** START OF SELECTED PASSAGE **

We saw that the icosahedron can be constructed from the alternating group $A_5 $ by considering the elements of a conjugacy class of order 5 elements as the vertices and edges between two vertices if their product is still in the conjugacy class.

This description is so nice that one would like to have a similar construction for the buckyball. But, the buckyball has 60 vertices, so they surely cannot correspond to the elements of a conjugacy class of $A_5 $. But, perhaps there is a larger group, somewhat naturally containing $A_5 $, having a conjugacy class of 60 elements?

This is precisely the statement contained in Galois’ last letter. He showed that 11 is the largest prime p such that the group $L_2(p)=PSL_2(\mathbb{F}_p) $ has a (transitive) permutation presentation on p elements. For, p=11 the group $L_2(11) $ is of order 660, so it permuting 11 elements means that this set must be of the form $X=L_2(11)/A $ with $A \subset L_2(11) $ a subgroup of 60 elements… and it turns out that $A \simeq A_5 $…

Actually there are TWO conjugacy classes of subgroups isomorphic to $A_5 $ in $L_2(11) $ and we have already seen one description of these using the biplane geometry (one class is the stabilizer subgroup of a ‘line’, the other the stabilizer subgroup of a point).

Here, we will give yet another description of these two classes of $A_5 $ in $L_2(11) $, showing among other things that the theory of dessins d’enfant predates Grothendieck by 100 years.

In the very same paper containing the first depiction of the Dedekind tessellation, Klein found that there should be a degree 11 cover $\mathbb{P}^1_{\mathbb{C}} \rightarrow \mathbb{P}^1_{\mathbb{C}} $ with monodromy group $L_2(11) $, ramified only in the three points ${ 0,1,\infty } $ such that there is just one point lying over $\infty $, seven over 1 of which four points where two sheets come together and finally 5 points lying over 0 of which three where three sheets come together. In 1879 he wanted to determine this cover explicitly in the paper “Ueber die Transformationen elfter Ordnung der elliptischen Funktionen” (Math. Annalen) by describing all Riemann surfaces with this ramification data and pick out those with the correct monodromy group.

** END OF SELECTED PASSAGE **
** START OF SUPPLIED MATERIAL **

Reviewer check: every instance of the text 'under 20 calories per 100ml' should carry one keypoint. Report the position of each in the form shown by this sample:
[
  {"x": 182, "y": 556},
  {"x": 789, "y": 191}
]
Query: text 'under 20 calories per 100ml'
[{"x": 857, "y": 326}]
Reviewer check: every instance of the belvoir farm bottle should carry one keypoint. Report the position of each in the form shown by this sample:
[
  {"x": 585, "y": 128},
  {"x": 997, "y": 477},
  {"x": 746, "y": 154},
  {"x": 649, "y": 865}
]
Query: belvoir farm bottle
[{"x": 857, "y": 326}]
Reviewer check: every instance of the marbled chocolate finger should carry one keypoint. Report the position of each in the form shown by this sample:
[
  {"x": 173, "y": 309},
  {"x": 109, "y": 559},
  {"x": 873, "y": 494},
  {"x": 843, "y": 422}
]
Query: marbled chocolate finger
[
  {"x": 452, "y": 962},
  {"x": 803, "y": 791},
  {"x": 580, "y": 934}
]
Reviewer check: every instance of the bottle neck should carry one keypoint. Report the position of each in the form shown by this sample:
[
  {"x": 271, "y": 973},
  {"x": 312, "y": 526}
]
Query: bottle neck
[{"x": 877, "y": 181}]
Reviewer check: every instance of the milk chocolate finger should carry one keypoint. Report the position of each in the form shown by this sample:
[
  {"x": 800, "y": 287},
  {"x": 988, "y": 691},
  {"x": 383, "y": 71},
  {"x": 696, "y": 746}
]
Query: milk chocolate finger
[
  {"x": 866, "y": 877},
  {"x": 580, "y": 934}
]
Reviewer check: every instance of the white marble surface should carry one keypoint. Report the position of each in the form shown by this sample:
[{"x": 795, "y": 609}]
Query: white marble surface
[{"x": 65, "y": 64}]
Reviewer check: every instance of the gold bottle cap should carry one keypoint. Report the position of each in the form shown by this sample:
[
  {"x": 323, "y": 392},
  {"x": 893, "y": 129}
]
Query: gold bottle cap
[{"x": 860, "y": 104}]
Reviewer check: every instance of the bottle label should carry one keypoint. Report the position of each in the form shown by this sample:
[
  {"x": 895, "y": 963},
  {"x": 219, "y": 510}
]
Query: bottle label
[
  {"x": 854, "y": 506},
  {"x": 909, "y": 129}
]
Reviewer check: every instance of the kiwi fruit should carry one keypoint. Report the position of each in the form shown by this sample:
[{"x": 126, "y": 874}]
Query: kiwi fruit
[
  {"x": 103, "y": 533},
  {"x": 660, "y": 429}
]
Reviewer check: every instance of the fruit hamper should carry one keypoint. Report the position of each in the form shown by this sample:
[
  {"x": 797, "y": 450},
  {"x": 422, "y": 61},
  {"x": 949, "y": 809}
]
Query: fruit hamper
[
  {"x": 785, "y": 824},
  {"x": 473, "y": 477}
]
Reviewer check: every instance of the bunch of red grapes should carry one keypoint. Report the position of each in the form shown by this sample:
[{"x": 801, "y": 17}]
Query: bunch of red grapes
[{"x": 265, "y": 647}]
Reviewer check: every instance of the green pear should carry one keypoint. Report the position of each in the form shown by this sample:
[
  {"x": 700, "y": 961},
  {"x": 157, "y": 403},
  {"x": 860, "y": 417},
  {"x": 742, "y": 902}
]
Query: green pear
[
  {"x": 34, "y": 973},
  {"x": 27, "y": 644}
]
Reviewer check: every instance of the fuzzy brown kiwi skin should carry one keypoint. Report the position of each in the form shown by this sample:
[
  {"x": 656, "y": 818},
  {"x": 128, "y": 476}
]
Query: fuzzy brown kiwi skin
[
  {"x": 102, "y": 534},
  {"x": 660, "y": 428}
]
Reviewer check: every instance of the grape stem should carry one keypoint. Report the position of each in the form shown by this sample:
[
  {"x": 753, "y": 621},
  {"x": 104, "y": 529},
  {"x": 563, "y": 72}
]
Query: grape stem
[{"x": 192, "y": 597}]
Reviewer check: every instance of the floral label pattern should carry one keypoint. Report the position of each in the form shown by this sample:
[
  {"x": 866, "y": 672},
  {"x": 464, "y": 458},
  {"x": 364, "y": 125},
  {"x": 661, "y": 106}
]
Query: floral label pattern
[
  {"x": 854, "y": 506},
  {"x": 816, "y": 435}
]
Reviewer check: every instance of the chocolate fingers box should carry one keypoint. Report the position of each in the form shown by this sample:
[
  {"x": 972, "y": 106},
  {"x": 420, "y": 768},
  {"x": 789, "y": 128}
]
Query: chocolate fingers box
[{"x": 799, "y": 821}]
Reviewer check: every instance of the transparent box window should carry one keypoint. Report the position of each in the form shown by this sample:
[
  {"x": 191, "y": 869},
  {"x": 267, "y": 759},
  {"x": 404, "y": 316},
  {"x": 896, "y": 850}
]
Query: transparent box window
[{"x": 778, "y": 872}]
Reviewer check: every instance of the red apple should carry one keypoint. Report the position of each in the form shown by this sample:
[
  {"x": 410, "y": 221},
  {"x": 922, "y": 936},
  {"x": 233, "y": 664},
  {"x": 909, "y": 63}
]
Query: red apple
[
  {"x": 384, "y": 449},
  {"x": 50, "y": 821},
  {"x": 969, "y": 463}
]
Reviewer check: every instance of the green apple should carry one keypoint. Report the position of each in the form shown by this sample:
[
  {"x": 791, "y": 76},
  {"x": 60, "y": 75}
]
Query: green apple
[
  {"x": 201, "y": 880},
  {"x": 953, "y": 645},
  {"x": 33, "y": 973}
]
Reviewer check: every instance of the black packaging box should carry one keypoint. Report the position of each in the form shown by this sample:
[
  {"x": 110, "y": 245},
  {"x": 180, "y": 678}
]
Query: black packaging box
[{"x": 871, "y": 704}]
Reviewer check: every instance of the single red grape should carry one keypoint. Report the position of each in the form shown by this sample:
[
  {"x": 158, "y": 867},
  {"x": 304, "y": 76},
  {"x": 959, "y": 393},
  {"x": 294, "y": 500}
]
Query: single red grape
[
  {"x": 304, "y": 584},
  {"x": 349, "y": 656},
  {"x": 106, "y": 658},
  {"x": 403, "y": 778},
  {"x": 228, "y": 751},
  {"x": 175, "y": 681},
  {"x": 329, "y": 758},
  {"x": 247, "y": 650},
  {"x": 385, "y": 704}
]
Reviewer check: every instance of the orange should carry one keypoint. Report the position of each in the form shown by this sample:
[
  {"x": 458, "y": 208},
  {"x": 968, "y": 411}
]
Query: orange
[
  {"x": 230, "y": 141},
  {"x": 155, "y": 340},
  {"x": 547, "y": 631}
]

** END OF SUPPLIED MATERIAL **

### EXERCISES TO COMPLETE:
• 1. List every person named in the buckyball passage.
• 2. Please continue the buckyball passage from where it stops.
The entries were taken from a separate source.

### FINAL ANSWERS:
• 1. Galois, Grothendieck, Klein, Dedekind

• 2.
He manages to do so by associating to all these covers their ‘dessins d’enfants’ (which he calls Linienzuges), that is the pre-image of the interval [0,1] in which he marks the preimages of 0 by a bullet and those of 1 by a +, such as in the innermost darker graph on the right above. He even has these two wonderful pictures explaining how the dessin determines how the 11 sheets fit together. (More examples of dessins and the correspondences of sheets were drawn in the 1878 paper.)

The ramification data translates to the following statements about the Linienzuge : (a) it must be a tree ($\infty $ has one preimage), (b) there are exactly 11 (half)edges (the degree of the cover),
(c) there are 7 +-vertices and 5 o-vertices (preimages of 0 and 1) and (d) there are 3 trivalent o-vertices and 4 bivalent +-vertices (the sheet-information).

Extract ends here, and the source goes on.